-- begin MATERIAL PROVIDED --

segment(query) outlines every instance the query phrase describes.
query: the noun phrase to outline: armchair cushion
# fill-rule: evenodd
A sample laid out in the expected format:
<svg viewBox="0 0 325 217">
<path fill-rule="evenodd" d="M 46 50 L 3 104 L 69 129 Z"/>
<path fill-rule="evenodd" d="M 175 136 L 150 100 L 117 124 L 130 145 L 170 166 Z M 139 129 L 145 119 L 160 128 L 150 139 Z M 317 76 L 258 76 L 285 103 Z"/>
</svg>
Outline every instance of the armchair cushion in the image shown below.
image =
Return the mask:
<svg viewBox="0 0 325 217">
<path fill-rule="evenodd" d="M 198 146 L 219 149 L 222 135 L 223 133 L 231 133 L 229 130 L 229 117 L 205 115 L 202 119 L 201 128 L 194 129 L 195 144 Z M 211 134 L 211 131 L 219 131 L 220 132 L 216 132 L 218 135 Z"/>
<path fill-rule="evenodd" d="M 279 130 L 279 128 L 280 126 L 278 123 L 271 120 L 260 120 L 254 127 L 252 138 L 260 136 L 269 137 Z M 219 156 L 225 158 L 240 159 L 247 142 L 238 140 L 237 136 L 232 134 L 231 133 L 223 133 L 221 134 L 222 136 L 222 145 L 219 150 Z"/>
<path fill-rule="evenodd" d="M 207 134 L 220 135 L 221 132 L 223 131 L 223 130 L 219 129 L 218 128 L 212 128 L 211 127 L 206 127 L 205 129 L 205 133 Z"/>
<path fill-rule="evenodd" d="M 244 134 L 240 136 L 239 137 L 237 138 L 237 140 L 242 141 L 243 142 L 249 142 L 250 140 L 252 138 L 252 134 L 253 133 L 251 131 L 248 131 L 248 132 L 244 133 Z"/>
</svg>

-- end MATERIAL PROVIDED --

● **EXERCISE**:
Find each line in the items above that contains the word "armchair", and copy those lines out.

● **FINISHED TASK**:
query: the noun phrase to outline: armchair cushion
Outline every instance of the armchair cushion in the image shown below.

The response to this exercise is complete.